**What you will do**
1. Shorten the paragraph in the hitchhiking blog that begins "I figured that while I was sitting in Oklahoma City," keeping its main facts.
2. Proceed with the hitchhiking blog, picking up right after its final sentence.

**Source document**
If there was a smell to fit just the word "awful", I'm pretty sure it was all over my shirt.

"Awful and-"

"Awful annnnnd-"

"Awful and cheese."

My shirt had the scent of awful and cheese.

I hate this game so damn much.

I walked over to a pair of shorts (not the clothing I was wearing last night, mind you, that comes later) and slipped them on. Upon walking into the den, I saw the sight to fit the smell that you would call "awful and cheese".

Bodily fluids can ruin a laptop. And a couch cushion. And a wooden coffee table. And a shirt. And a floor. That should be the first tip listed in any guidebook of any kind; bodily fluids will fuck your shit up.

So my laptop is fried now.

But the game must go on, so I walked into the kitchen and found a smoke-filled room and a small skillet on the stovetop that had what appeared to be a large lump of charcoal, with little bits of yellow still around it.

One shouldn't attempt making a grilled cheese sandwich when intoxicated. Lesson number two in that same guidebook mentioned before.

Expecting my host to be furious, I found out that he had broke a window in his room from almost tripping and falling through it so suddenly things don't seem so bad.

I had to keep up my travels but I need the money for a new laptop so I will be hitching to Maryland to join a carnival temporarily. I think one of the things I love most about hitching is that we get to say sentences that most people would only say to jest.

I'm going to join the carnival in Maryland; and I'm not jesting.

Regards from the Kodiak.

Saturday, March 14, 2009

Thoughts On The Road

I figured that while I was sitting in Oklahoma City for a few days, it would be the appropriate time to write an entry that covers more of the emotional side of this lifestyle, especially since as of this Saturday, I have been on the road for one month. While I am not ready to turn around and go back to my former life right now, I am beginning to come to terms with some of the harsher realities of my travels.

The loneliness hit harder while I was here than it has before. I find myself constantly feeling like I am alone even when I am with other people, considering that I am a temporary visitor wherever I go. I'm only getting what I mentioned that I wanted in one of my first entries though, I'm getting single-serving friends. I guess I should've been more careful what I wished for.

**Dataset section**
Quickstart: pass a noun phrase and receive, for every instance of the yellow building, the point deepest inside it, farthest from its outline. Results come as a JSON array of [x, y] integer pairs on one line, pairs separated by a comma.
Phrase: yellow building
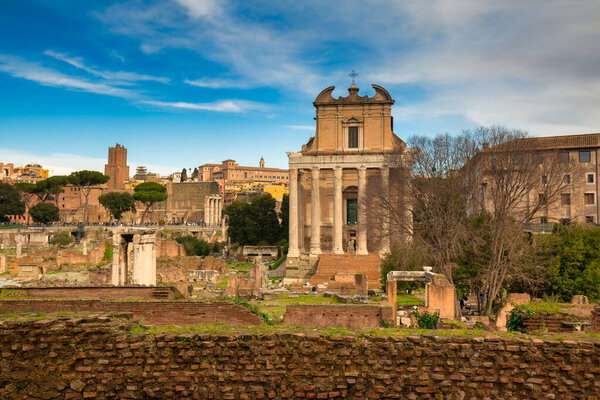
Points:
[[276, 191], [31, 173]]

**Answers**
1. While stopped in Oklahoma City for a few days, and with this Saturday marking one month on the road, I decided to write about the emotional side of this lifestyle. I'm not ready to return to my former life yet, but I'm starting to accept some of the harsher realities of my travels.

2.
The other part of the loneliness is the desire for human contact. Not sexual contact necessarily, but more of having someone hold you and holding them in return. I want to fall asleep in the arms of another again, I never thought I would miss it that much.

I wanted to share that because I know that a lot of tenderfoots are reading this blog to consider taking such a trip for themselves. There is a negative element to living this lifestyle, and I want anybody reading this to know that too. Now, that isn't all there is, but it is something to strongly consider.

I feel like I am on the steps of losing myself to my travels, and this is the point where most would turn around and resume society's ideals of a normal life. It is going to be tough to fight against the urge to go back to it, but I think it will be better for me if I stay along this road and find out where it leads.

This part of the journey is really all about shedding those layers that have developed over the years of your life, the layers that society and the many constructs of it have created to tell you who you are meant to be. It can be a hard process but once you can take off those, you find out who you really are.

By the way, I rolled a die today to determine where I go next, turns out I am headed towards Missouri, my friends and companions. Also, expect a general blog on hitching tips and tricks I've found so far soon.

Regards from the Kodiak.

Wednesday, March 11, 2009

Shun the nonbeliever. Shuuuuuuuuun.

First of all, my apologies for going so long without any form of an update, and it has certainly been the worst time to go without one. I just feel like I dove into a deep end with my travels and I needed the events that happened in Denton to give me a taste of my old life again, I'll explain everything as the entry continues on.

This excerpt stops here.